Excerpts from a dataset on pointing at objects:
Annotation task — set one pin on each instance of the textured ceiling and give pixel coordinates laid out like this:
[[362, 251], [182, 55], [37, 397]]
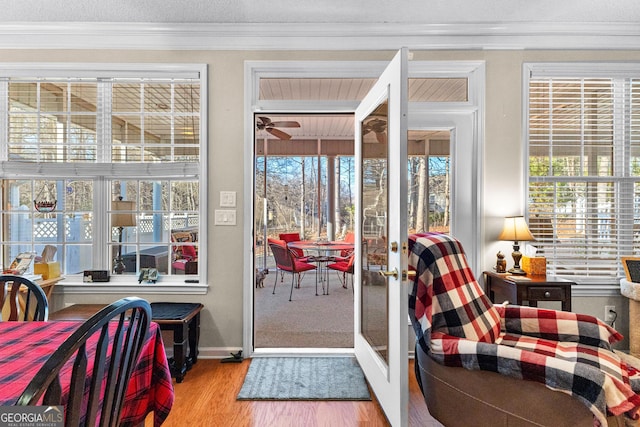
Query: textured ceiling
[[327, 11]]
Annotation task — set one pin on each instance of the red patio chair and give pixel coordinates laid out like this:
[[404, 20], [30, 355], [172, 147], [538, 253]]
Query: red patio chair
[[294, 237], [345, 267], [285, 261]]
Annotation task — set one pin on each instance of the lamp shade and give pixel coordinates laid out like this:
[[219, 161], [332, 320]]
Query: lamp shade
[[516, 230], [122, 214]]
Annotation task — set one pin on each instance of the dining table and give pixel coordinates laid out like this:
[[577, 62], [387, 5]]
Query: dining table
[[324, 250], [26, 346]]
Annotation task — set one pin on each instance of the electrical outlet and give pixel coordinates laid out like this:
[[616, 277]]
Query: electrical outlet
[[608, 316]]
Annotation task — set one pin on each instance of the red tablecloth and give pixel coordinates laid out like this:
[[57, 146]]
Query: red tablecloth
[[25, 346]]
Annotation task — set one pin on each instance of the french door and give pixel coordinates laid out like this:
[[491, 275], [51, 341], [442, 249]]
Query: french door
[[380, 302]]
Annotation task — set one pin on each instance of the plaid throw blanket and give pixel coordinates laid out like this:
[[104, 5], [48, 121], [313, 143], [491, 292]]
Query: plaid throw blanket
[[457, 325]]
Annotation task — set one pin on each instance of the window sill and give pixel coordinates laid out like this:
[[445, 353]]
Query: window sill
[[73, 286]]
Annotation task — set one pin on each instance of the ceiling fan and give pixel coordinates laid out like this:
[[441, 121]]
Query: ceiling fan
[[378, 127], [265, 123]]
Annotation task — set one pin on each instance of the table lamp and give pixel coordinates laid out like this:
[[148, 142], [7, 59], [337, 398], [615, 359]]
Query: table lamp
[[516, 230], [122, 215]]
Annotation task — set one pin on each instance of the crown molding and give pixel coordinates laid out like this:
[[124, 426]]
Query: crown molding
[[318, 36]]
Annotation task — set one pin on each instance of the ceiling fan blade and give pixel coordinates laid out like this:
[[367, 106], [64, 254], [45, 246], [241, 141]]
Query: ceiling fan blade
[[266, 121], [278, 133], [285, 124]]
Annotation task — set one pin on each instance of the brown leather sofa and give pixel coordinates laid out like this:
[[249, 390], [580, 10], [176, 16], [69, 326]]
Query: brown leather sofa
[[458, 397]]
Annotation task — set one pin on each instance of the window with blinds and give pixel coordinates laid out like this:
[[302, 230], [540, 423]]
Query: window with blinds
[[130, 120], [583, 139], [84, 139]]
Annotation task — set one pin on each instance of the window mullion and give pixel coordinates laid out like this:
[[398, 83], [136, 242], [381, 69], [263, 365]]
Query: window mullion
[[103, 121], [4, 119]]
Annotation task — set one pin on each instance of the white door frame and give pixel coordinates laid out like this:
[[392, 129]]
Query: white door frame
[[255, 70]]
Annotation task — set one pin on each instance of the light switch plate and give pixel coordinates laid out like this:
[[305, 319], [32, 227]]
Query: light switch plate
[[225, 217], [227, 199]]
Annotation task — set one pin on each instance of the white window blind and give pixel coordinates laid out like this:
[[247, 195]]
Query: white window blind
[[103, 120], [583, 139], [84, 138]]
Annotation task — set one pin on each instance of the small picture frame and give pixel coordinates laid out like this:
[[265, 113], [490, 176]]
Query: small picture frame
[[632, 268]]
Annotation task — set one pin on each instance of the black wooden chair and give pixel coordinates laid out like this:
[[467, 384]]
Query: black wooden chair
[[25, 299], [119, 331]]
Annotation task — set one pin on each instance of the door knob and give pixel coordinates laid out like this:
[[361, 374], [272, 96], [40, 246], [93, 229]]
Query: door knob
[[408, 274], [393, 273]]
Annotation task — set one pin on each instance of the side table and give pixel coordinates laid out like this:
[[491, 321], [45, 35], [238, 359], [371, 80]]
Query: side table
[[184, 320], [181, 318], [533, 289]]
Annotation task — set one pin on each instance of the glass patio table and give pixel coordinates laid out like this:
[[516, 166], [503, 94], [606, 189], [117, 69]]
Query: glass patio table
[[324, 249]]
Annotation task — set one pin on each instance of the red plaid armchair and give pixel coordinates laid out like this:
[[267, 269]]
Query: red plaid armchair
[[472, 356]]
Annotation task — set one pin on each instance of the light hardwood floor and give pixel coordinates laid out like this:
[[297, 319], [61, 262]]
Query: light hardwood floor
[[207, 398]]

**Problem to solve**. Copy out every line of the records above word for word, leaving out the pictures.

**Output for this task**.
Annotation task — set one pin on each instance of the textured ceiling and give pixel coordinates laid out like this:
[[362, 251], [182, 55], [37, 397]]
Query: textured ceiling
[[327, 11]]
Annotation task — set one pin on each instance of the red patio chair and give pixel coordinates laid out like this:
[[404, 20], [30, 355], [172, 147], [538, 253]]
Query: red patio chair
[[294, 237], [345, 267], [285, 261]]
Annotation task — set one pin on each instance of the lamp shade and give pixel coordinates laid out like this:
[[219, 161], [332, 320]]
Query: lamp shade
[[516, 230], [122, 214]]
Annotation task — set one pin on each instance of the dining table and give pixel coordinates laid out like this:
[[577, 62], [387, 5]]
Query: dining table
[[324, 250], [26, 346]]
Annotation task — set one pin on each instance of the electrical outlet and give pixel coordinates laid out like this:
[[616, 277]]
Query: electrical outlet
[[608, 316]]
Annotation task — set one pin on each instance of the red tablecloth and give pixel coordinates laid out like this:
[[57, 146]]
Query: red tablecloth
[[25, 346]]
Annotation task — set one pin on each instance of the french door and give pixel coordinates laid out like this:
[[491, 275], [51, 341], [442, 249]]
Query: french door
[[380, 302]]
Annotation task — set one pin on each instance of the plaid throw blanket and give pixel coordinates laid out like this:
[[104, 5], [48, 121], [313, 143], [491, 292]]
Query: plaid throw blanket
[[457, 325]]
Annotation task — set one pin on each instance of the window sill and give pixel coordinates laid out like this:
[[445, 353]]
Query: window sill
[[73, 286]]
Annotation task — set one pin on each instance of the ceiling fan and give pixel coordinates laid out like this:
[[441, 121]]
Query: ceiling fan
[[378, 127], [265, 123]]
Annotation task — set one pin on each instance of the table lamp and give pixel coordinates laid out like this:
[[148, 142], [7, 59], [337, 398], [615, 359]]
Query: table lamp
[[516, 230], [122, 215]]
Annotation task — set one pin on each instance of the crown molding and give pixel coordinates laid out like this:
[[124, 426]]
Query: crown molding
[[318, 36]]
Annotation task — set one pin on each instance of the ceiling fan blade and give pixel coordinates laid out like this:
[[367, 106], [64, 254], [45, 246], [241, 141]]
Query: ceiling fan blade
[[266, 121], [278, 133], [285, 124]]
Annotation task — set one pin on each instance of the brown leather sofa and give pixel coordinates laid out like this:
[[249, 390], [580, 10], [176, 16], [69, 326]]
Query: brown leather sofa
[[458, 397]]
Annotation task — set one pin on each instance of the window with blinds and give pixel coordinates laid out like this:
[[302, 230], [540, 423]]
Query: window with blinds
[[130, 120], [583, 139], [84, 139]]
Annotation task — set one pin on each instance of the window mullion and give pixel coordinates laid out like this:
[[398, 83], [136, 242], [381, 69], [263, 365]]
Query: window mullion
[[103, 121], [4, 119]]
Annotation task — set one pin on each instance of the white door frame and give pixel coordinates laid out like this:
[[392, 129]]
Query: white door frame
[[255, 70]]
Annotation task — set one pin on each instance of the light switch plate and give pixel coordinates laid out like this:
[[305, 319], [32, 227]]
Query: light switch plate
[[225, 217], [227, 199]]
Annotation task — set one pin on each instance of the white window blind and give pixel coordinates laid out like this:
[[247, 195]]
Query: white window blind
[[103, 120], [583, 139], [84, 138]]
Annotation task — set one pin on each instance of the small picture frame and give pixel coordinates laid out like this:
[[265, 113], [490, 176]]
Query: small picture frame
[[632, 268]]
Annotation task — set one pin on each instance of the black wooden chair and give pixel coordinates laid out like this:
[[467, 384]]
Query: black wooden chair
[[25, 299], [119, 331]]
Annotation task — set one pin on each instance of the door knob and give pixel coordinates laid out like this:
[[361, 374], [272, 96], [40, 246], [93, 229]]
Query: door knob
[[408, 274], [393, 273]]
Annotation task — set one pin on each instance of the side table and give pixel coordinates laid out like this:
[[491, 321], [45, 35], [238, 359], [371, 80]]
Query: side table
[[184, 320], [181, 318], [533, 289]]
Annotation task — set one pin on each instance of the glass patio table and give pixel coordinates laid out like this:
[[516, 166], [503, 94], [606, 189], [117, 69]]
Query: glass patio table
[[324, 249]]
Annotation task — set one pin on each instance of the red plaid armchair and give pixel coordinates laid out like this:
[[267, 269]]
Query: red plaid armchair
[[472, 356]]
Annotation task — set one pin on each instance of the light hardwood floor and give pixel coordinates laid out like this:
[[297, 319], [61, 262]]
Query: light hardwood floor
[[207, 398]]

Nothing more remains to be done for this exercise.